— WHAT IS BEING ASKED —
Below are some records. Set each one down exactly as it reads.

— SUPPLIED RECORDS —
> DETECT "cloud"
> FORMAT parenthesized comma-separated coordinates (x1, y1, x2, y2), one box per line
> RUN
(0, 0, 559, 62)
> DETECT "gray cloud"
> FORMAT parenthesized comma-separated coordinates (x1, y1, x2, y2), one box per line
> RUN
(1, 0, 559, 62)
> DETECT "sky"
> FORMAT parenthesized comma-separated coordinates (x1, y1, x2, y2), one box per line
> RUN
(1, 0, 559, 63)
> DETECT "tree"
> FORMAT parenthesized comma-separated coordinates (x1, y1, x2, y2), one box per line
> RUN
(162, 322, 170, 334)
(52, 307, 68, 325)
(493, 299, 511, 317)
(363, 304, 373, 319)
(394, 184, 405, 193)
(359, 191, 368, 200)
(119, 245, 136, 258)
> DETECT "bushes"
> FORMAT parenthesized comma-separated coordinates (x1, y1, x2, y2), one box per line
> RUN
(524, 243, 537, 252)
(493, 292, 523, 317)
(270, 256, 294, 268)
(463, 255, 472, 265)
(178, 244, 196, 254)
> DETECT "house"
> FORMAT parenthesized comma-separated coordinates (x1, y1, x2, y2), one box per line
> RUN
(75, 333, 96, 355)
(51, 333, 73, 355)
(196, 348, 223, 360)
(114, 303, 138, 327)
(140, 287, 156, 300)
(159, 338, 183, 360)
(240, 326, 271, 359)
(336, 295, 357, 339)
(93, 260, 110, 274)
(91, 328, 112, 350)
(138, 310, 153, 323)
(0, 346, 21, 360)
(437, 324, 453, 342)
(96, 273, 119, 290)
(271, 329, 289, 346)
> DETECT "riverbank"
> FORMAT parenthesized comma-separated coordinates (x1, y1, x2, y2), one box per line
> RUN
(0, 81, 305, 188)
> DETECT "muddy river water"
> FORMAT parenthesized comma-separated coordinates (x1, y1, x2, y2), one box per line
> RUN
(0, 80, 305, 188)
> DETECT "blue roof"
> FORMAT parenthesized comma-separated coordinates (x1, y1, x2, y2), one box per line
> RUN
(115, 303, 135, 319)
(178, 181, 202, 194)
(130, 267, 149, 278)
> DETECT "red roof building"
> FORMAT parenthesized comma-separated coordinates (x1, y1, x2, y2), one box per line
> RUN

— TASK RESULT —
> DETECT "cloud"
> FORMAT parenthesized comma-separated coordinates (x1, y1, x2, y2), one box per line
> RUN
(0, 0, 559, 62)
> DETECT "gray cloud"
> FORMAT parenthesized comma-separated coordinates (x1, y1, x2, y2), one box per line
> RUN
(1, 0, 559, 62)
> DETECT "sky"
> FORMAT parenthesized comma-separated coordinates (x1, y1, x2, y2), one box per line
> RUN
(1, 0, 559, 63)
> DETECT "tree"
> FORMAT parenthesized comma-separated coordinates (x1, y1, x2, y2), one box per line
> RUN
(162, 322, 170, 334)
(52, 307, 68, 325)
(493, 299, 511, 317)
(363, 304, 373, 319)
(394, 184, 405, 193)
(359, 191, 368, 200)
(119, 245, 136, 258)
> DETECT "bushes"
> FORMAT parenthesized comma-separated coordinates (x1, y1, x2, y2), one box per line
> RUN
(524, 243, 537, 252)
(493, 292, 523, 317)
(270, 256, 294, 268)
(463, 255, 472, 265)
(178, 244, 196, 254)
> DETECT "house"
> FORMAT parenthesized comma-separated coordinates (x1, y1, x2, y2), one box per line
> RUN
(75, 333, 96, 355)
(51, 333, 73, 355)
(196, 348, 223, 360)
(114, 303, 138, 327)
(140, 287, 156, 300)
(159, 338, 183, 360)
(240, 326, 271, 359)
(336, 295, 357, 339)
(93, 260, 110, 274)
(91, 328, 112, 350)
(138, 310, 153, 323)
(0, 346, 21, 360)
(437, 324, 453, 342)
(96, 273, 119, 290)
(271, 329, 289, 346)
> DETECT "riverbank"
> FORMAT parenthesized comma-separated coordinates (x1, y1, x2, y2), one box per line
> RUN
(0, 81, 305, 188)
> DETECT "muddy river water"
> FORMAT parenthesized comma-separated coordinates (x1, y1, x2, y2), one box per line
> RUN
(0, 80, 305, 188)
> DETECT "blue roof"
> FORMAT parenthesized comma-separated coordinates (x1, y1, x2, y2), one box per line
> RUN
(115, 303, 135, 319)
(178, 181, 202, 194)
(130, 267, 149, 278)
> DETECT "red roof building"
> FORMAT parenthesized comma-separated coordinates (x1, y1, x2, y2), one box per line
> RUN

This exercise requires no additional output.